= Exercise description =
Rewrite every row below, substituting "enclosing rectangle" for each "bounding box" and leaving everything else untouched.

[Start of Entries]

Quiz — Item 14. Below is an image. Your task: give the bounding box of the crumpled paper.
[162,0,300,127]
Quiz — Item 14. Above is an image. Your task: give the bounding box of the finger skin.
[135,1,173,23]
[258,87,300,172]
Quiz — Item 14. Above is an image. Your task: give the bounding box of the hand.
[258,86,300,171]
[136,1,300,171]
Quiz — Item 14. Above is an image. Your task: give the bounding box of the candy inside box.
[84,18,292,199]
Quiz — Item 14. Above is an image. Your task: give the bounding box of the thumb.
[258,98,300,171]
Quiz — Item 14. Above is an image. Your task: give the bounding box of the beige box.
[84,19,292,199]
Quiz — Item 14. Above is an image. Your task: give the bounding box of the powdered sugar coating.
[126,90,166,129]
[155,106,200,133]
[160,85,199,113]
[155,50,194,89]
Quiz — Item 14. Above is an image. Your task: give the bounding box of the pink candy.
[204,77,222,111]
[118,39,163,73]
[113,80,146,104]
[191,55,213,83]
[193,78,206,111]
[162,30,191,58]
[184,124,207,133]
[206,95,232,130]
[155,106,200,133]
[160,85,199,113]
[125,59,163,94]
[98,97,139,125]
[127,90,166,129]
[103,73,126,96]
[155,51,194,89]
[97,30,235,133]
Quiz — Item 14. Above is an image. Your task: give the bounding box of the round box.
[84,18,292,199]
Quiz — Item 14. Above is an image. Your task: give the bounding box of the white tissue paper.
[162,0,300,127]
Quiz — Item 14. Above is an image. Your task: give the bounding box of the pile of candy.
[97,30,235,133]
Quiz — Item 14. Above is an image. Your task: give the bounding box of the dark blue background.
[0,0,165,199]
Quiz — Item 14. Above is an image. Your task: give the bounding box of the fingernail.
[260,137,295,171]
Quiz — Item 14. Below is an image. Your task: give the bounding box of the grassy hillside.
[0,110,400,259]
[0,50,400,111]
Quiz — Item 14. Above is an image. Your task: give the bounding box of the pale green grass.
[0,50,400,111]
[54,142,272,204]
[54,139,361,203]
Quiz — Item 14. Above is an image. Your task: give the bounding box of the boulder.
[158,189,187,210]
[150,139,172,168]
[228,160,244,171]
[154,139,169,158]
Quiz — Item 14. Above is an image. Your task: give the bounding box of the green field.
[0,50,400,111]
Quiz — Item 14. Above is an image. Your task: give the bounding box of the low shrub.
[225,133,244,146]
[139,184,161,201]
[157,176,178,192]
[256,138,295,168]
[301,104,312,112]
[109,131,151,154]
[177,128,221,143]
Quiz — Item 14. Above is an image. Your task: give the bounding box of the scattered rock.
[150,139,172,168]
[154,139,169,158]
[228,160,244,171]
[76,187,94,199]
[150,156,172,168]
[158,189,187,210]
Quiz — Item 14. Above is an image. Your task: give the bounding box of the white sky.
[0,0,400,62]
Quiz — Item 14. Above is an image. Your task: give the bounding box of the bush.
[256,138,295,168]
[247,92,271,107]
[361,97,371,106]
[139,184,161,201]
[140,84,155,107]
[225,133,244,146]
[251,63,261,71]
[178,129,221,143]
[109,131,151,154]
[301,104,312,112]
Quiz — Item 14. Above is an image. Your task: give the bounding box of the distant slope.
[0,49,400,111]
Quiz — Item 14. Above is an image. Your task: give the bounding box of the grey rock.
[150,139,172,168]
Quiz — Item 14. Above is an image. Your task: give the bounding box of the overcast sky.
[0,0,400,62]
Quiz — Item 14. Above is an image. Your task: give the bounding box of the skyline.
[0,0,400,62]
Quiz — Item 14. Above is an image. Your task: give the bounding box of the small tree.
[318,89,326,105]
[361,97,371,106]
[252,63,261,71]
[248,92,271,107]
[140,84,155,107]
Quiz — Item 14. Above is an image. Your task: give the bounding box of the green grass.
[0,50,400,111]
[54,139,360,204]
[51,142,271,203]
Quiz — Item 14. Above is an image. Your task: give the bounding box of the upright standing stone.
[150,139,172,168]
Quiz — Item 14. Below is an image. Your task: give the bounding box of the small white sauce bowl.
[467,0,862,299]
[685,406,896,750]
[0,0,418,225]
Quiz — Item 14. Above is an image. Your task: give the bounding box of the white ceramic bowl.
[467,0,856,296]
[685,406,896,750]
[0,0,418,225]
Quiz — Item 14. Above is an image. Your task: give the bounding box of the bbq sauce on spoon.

[End of Entries]

= Finished answer =
Quiz — Item 14. Below is an image. Your task: give the enclosing rectangle of the crumpled paper.
[162,0,300,127]
Quiz — Item 14. Above is an image. Your task: give the enclosing rectangle of the finger skin.
[135,1,173,23]
[258,87,300,172]
Quiz — Item 14. Above is an image. Your task: give the enclosing rectangle of the hand.
[258,86,300,171]
[136,1,300,171]
Quiz — Item 14. Above is an image. Your task: give the enclosing rectangle of the candy inside box.
[84,18,292,199]
Quiz — Item 14. Above is an image. Your task: give the enclosing rectangle of the thumb.
[258,98,300,171]
Quiz — Item 14. Above is an image. Your task: give the enclosing rectangle of the beige box.
[84,19,292,199]
Quiz — Item 14. Above is an image. Your task: give the enclosing rectangle of the powdered sugar coating.
[126,90,166,129]
[155,106,200,133]
[160,85,199,113]
[155,50,194,89]
Quiz — Item 14. Above is an image. Your task: give the enclosing rectangle of the pink candy.
[204,77,222,111]
[118,39,163,73]
[113,80,146,104]
[191,55,213,83]
[193,78,206,111]
[162,30,191,58]
[184,124,207,133]
[206,95,232,130]
[155,106,200,133]
[160,85,199,113]
[125,59,163,94]
[98,97,139,125]
[127,90,166,129]
[103,73,126,96]
[155,51,194,89]
[97,30,235,133]
Quiz — Item 14. Above is an image. Your task: give the enclosing rectangle of the round box.
[84,18,292,199]
Quiz — Item 14. Above is an image. Your task: give the enclosing rectangle of the white tissue paper.
[162,0,300,127]
Quiz — Item 14. Above is an image. Your task: give the enclosing rectangle of the pile of candy.
[97,30,235,133]
Quiz — Item 14. Above is an image. Your task: give the enclosing rectangle of the dark blue background.
[0,0,165,199]
Quiz — Item 14. Above is an image. Your task: give the enclosing rectangle of the fingernail.
[260,137,295,171]
Quiz — Item 14. Below is an image. Your task: give the enclosing rectangle of the grassy hillside.
[0,110,400,259]
[0,50,400,111]
Quiz — Item 14. Above is an image. Your task: give the enclosing rectangle of the pale green grass.
[0,50,400,111]
[54,142,272,204]
[54,139,361,203]
Quiz — Item 14. Above is an image. Your task: give the enclosing rectangle of the boulder.
[158,189,187,210]
[150,139,172,168]
[228,160,244,171]
[154,139,169,158]
Quiz — Item 14. Above is an image. Your task: give the enclosing rectangle of the green field.
[0,50,400,111]
Quiz — Item 14. Above is an image. Your task: give the enclosing rectangle of the low shrub.
[225,133,244,146]
[139,184,161,201]
[157,176,178,192]
[256,138,295,168]
[301,104,312,112]
[109,131,151,154]
[177,128,221,143]
Quiz — Item 14. Above is an image. Your task: give the enclosing rectangle of the scattered rock.
[150,139,172,168]
[154,139,169,158]
[228,160,244,171]
[76,187,94,199]
[150,156,172,168]
[158,189,187,210]
Quiz — Item 14. Above is an image. Your task: give the enclosing rectangle of the white sky.
[0,0,400,62]
Quiz — Item 14. Above is an image. Your task: give the enclosing rectangle of the bush.
[256,138,295,168]
[247,92,271,107]
[361,97,371,106]
[139,184,161,201]
[140,84,155,107]
[225,133,244,146]
[251,63,261,71]
[178,129,221,143]
[109,131,151,154]
[301,104,312,112]
Quiz — Item 14. Above is an image. Your task: give the enclosing rectangle of the distant slope.
[0,49,400,111]
Quiz — Item 14. Above is an image. Your task: give the enclosing rectangle of the grey rock.
[150,139,172,168]
Quiz — Item 14. Above is an image. Your task: give the enclosing rectangle of the overcast sky.
[0,0,400,62]
Quiz — Item 14. Above is an image. Your task: give the enclosing rectangle of the skyline.
[0,0,400,62]
Quiz — Item 14. Above is an image. Your task: give the enclosing rectangle of the small tree.
[318,89,326,105]
[361,97,371,106]
[252,63,261,71]
[248,92,271,107]
[140,84,155,107]
Quiz — Item 14. Above is an image. Your task: give the enclosing rectangle of the green grass.
[0,50,400,111]
[54,139,360,204]
[51,142,271,203]
Quiz — Item 14. Above is an image. Your task: give the enclosing rectangle of the upright standing stone.
[150,139,172,168]
Quiz — Item 14. Below is an image. Your task: give the enclosing rectangle of the small white sauce bowl.
[467,0,862,299]
[685,406,896,750]
[0,0,418,225]
Quiz — Item 14. Above is an image. Your task: give the enclosing rectangle of the white ceramic bowl.
[467,0,856,296]
[685,406,896,750]
[0,0,418,225]
Quiz — Item 14. Above is an image. Your task: give the enclosing rectangle of the bbq sauce on spoon.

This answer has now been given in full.